* Attività:
Filtra l'elenco qui sotto e ricopia ogni riga in cui compare la parola "negative".

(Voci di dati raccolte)

================================

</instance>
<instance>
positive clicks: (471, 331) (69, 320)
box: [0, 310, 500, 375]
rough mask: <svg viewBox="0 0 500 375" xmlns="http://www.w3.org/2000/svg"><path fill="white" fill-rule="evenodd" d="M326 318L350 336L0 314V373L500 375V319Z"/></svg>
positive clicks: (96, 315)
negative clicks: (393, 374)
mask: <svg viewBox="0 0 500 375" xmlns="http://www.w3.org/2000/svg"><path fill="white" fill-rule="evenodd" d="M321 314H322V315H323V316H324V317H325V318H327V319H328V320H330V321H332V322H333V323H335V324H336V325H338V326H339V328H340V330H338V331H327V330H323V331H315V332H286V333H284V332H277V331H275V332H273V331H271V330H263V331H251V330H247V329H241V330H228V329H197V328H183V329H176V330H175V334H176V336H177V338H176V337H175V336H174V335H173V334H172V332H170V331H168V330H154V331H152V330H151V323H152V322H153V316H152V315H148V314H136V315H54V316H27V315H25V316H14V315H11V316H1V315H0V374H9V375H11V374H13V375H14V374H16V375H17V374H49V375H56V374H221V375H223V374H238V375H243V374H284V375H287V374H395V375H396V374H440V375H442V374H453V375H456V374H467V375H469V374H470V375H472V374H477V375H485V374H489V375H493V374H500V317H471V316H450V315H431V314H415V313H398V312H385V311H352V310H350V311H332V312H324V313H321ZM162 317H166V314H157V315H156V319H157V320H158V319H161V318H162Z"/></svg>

================================

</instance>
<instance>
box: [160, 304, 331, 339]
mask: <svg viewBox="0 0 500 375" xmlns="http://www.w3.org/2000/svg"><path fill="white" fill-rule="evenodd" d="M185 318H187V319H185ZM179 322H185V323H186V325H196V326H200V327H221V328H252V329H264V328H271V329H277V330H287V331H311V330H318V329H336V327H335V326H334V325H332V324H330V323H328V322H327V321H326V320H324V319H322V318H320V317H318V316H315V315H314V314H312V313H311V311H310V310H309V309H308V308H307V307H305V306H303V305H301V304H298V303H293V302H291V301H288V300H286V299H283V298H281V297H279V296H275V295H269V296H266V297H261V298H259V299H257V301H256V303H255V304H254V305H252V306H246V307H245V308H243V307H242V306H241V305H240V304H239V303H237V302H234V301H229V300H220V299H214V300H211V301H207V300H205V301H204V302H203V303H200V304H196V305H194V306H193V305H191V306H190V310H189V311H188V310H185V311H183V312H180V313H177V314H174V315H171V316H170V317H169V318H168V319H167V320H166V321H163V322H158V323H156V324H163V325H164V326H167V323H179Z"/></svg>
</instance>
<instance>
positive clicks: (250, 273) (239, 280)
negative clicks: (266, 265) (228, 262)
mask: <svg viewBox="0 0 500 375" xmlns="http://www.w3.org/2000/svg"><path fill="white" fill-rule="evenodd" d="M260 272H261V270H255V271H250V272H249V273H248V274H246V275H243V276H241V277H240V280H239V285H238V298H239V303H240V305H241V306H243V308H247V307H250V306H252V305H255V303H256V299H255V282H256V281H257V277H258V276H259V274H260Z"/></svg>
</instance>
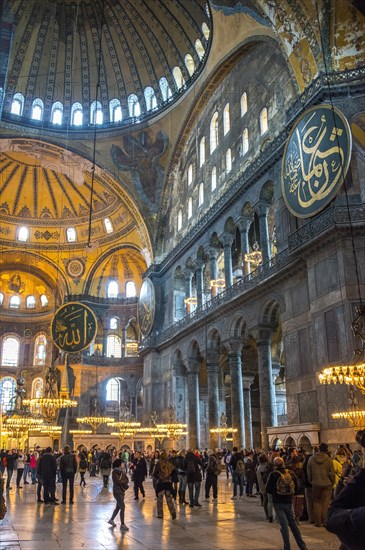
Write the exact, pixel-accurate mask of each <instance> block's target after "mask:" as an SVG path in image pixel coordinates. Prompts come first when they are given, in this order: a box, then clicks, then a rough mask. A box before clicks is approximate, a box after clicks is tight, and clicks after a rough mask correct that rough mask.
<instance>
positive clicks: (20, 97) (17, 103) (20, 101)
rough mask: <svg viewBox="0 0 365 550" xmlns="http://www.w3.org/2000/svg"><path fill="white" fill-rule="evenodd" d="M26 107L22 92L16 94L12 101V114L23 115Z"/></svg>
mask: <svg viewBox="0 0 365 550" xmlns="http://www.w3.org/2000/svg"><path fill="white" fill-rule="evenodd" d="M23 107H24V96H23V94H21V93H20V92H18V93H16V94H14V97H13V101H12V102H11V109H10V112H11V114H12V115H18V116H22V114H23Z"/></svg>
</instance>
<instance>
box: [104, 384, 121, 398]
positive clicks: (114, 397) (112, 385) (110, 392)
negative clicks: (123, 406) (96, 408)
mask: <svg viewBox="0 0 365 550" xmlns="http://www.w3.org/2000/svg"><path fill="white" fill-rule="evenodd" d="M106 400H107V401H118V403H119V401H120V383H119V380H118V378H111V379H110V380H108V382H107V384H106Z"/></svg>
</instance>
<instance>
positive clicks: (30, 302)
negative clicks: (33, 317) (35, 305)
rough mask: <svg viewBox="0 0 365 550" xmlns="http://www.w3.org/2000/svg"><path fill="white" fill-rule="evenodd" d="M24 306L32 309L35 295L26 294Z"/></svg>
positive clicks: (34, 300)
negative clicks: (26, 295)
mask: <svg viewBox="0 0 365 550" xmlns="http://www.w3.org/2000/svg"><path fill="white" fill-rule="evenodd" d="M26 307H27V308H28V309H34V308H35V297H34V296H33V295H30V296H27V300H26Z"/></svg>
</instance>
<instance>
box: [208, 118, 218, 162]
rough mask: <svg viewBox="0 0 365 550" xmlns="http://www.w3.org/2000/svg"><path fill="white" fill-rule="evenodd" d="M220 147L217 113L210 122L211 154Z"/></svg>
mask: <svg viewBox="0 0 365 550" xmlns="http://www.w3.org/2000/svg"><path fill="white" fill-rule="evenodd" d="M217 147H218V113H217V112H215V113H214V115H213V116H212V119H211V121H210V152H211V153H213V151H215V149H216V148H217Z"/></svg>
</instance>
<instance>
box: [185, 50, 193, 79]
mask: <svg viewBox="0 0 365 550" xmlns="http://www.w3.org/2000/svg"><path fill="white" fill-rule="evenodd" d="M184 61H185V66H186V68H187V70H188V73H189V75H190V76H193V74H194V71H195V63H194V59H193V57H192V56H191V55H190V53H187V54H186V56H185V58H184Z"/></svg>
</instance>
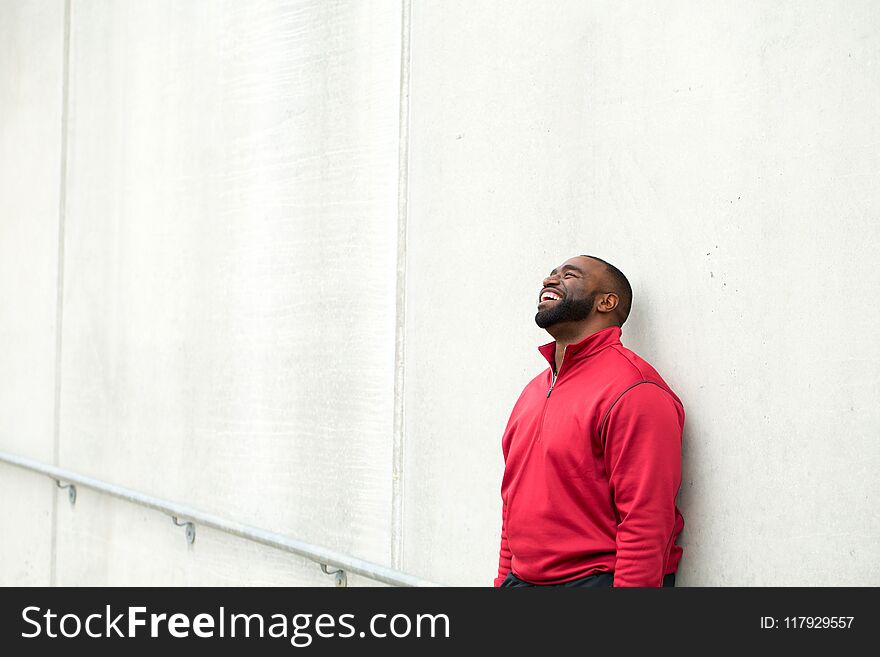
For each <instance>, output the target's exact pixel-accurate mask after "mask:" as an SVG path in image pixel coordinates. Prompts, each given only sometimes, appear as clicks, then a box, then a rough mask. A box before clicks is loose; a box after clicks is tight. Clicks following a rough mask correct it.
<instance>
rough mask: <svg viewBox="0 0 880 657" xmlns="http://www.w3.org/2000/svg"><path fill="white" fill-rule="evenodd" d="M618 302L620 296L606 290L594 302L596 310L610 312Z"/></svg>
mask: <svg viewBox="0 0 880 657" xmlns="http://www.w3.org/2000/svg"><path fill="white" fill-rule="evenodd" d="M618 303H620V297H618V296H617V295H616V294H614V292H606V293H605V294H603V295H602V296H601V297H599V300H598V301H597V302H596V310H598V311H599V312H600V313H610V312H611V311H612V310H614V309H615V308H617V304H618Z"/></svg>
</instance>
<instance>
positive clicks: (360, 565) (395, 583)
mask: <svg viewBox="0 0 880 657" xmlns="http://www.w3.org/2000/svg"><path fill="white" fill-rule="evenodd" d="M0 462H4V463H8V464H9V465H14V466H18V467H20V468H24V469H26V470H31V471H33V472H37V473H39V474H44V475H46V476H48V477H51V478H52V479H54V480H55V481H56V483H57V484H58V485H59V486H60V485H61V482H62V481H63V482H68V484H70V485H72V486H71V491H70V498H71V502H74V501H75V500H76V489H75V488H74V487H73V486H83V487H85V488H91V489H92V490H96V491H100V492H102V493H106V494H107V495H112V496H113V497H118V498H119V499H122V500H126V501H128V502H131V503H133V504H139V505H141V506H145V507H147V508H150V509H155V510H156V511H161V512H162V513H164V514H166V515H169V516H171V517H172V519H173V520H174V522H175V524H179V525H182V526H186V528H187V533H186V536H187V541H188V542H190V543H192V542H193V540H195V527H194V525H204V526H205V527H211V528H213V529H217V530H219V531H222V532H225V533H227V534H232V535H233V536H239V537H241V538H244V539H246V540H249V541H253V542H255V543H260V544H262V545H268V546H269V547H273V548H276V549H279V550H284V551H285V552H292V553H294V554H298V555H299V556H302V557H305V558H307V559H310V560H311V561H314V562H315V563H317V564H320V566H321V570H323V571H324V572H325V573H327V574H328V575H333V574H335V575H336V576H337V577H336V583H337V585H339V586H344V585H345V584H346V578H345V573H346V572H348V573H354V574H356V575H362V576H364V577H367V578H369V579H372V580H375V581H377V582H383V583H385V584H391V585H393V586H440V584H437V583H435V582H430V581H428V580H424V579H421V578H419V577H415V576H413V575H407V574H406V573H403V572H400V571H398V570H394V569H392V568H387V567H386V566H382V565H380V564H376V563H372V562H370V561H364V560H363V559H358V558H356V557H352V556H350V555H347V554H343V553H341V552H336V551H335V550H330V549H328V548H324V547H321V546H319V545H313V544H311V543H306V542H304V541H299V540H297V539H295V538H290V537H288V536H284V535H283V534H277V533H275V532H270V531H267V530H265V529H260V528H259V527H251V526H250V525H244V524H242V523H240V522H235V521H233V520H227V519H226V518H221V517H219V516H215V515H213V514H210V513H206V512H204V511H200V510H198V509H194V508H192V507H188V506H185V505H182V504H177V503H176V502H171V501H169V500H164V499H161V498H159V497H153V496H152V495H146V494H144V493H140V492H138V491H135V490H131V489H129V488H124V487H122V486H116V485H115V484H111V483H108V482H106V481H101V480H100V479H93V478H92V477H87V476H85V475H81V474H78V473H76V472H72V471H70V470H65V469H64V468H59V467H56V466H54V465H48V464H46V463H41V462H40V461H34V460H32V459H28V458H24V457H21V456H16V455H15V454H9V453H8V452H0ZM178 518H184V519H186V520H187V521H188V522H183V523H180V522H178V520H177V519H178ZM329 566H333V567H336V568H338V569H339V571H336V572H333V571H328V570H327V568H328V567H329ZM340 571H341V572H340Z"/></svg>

================================

* Risposta all'esercizio:
negative clicks: (393, 374)
negative clicks: (266, 265) (228, 262)
negative clicks: (123, 406) (96, 408)
negative clicks: (33, 317) (35, 305)
negative clicks: (26, 295)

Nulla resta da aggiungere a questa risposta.